Despite the prosperity and blessedness of this reign, the world remains a fallen place. Christ, as the exalted and glorified Redeemer, therefore presides over a world that is not fully subject to Him. He may rule with a rod of iron, yet hearts remain unchanged. The world is still cursed by sin and its effects. This effectively returns Christ to a state of humiliation while in His state of exaltation. He is humbled once again.

When Paul writes to the Thessalonians (1 Thessalonians 4:14–18) and to the Corinthians (1 Corinthians 15:51–54), Christ returns and living saints are instantly glorified, going out to meet the Lord in the air. Dead saints are reunited with their bodies and resurrected, responding to the sound of the last trumpet. An entire company of glorified saints would therefore enter the millennium only to inherit a fallen world and coexist with unredeemed mortals.

7: The Symbolic Nature of Revelation

The literal thousand years present another difficulty. Revelation 20 is the only passage of Scripture that explicitly mentions this timeframe, and it appears nowhere else in the Bible. Revelation is replete with numbers, most of which are clearly symbolic.

Does the one hundred and forty four thousand sealed in Revelation 7 literally restrict the number of the redeemed, or is it a symbolic multiple of twelve, representing completeness and divine order? The number twelve appears repeatedly: the twelve tribes, the twelve apostles, and the twenty-four elders, themselves a symbolic group representing both Old and New Testament saints. The book is sealed with seven seals, followed by seven trumpets and seven vials. If these numbers are symbolic, why should the millennium alone be pressed as a literal timeframe?

In a book saturated with symbolic imagery, why is chapter twenty interpreted differently?

8: Kingdom Theology

Kingdom theology is another aspect of premillennialism with which I struggle.

The New Testament Church is God’s Kingdom on earth. It is a Kingdom that extends beyond borders and frontiers, uniting cultures and languages. It breaks down the ancient barriers between Jew and Gentile, creating one new man (Ephesians 2:11–22).

The Church is the Kingdom community, possessing a new humanity and a new Christian order for the world.

Is the Kingdom future, or is it present? Christ said the Kingdom is within—or among—us, born in our hearts. Is Christ a King today, or is He yet to be crowned? Is He not triumphant now as King of kings and Lord of lords? Do we truly await a future Kingdom, or is the Kingdom already here?

This is not to deny a future consummation. Christ will return to establish a new heaven and a new earth. The old fallen universe will be consumed with fire, and a new eternal state will emerge wherein righteousness dwells. Yet this future Kingdom is the consummation of the present Kingdom, not its replacement. All things will finally be made new (2 Peter 3:13).

The Millennial kingdom, however, places the Jew at the heart of the Church rather than as part of the Church. This is based on the return of Christ to the state of Israel and the city of Jerusalem, and appears to contradict the New Testament purpose of the Church in the overthrow of the old covenant order.

9: Premillenialism and Revival

Another feature of my formative spiritual education was a strong belief in revival. From my earliest Christian experience, revival was understood as a gracious work of God in history—an outpouring of the Spirit that brought spiritual renewal to the Church and gospel blessing to the nations.

+===+

§ **Set of tasks**
a: In the premillennialism essay, which chapter of Revelation is the only passage in Scripture that explicitly mentions the thousand years?
b: Write a continuation of the premillennialism essay, beginning right after its final sentence.
The data that follows is separate from the premillennialism essay.

§ **Material provided**

+===+

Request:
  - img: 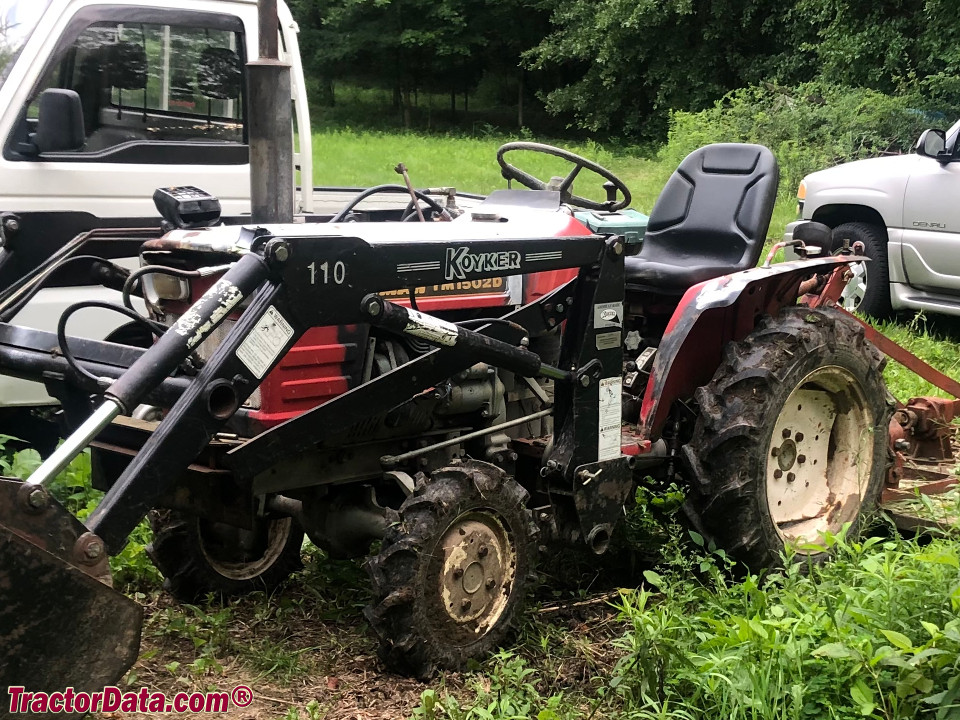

+===+

§ **Expected outputs**
a: Revelation 20

b:
Acquaintance with premillennial thinkers, however, gradually led me to the conclusion that within this framework the literal millennium becomes the true hope for the world and the Church. In practice, the present age is viewed not as one of gospel advance, but of inevitable decline. Revival, if acknowledged at all, is regarded as an exception rather than an expectation. 

While many premillennialists are most passionate in their promoting of foreign missions and while their evangelistic zeal is undiminished they baulk at the idea of international revival. 

I heard one teacher argue that while revivals may come in localised settings he could not see a case for worldwide revival among the nations.

As a result, hope takes on a negative character, for the future is said to be necessarily preceded by the emergence of Antichrist and a period of tribulation. Expectation therefore becomes one of doom and gloom rather than victory and blessing. The hope of revival is slowly extinguished and, in practical terms, becomes scarcely worth praying for, given the belief that Christ’s return and His Kingdom are drawing imminently near.

This raised serious and troubling questions for me. Should we pray for revival at all? If we are only to pray for what lies within the will of God, is it wrong—even sinful—to pray for revival? Is Christ’s return so imminent, and are the days so dark, that the era of revival is now over? Are the promises of gospel blessing to the nations no longer to be expected in history?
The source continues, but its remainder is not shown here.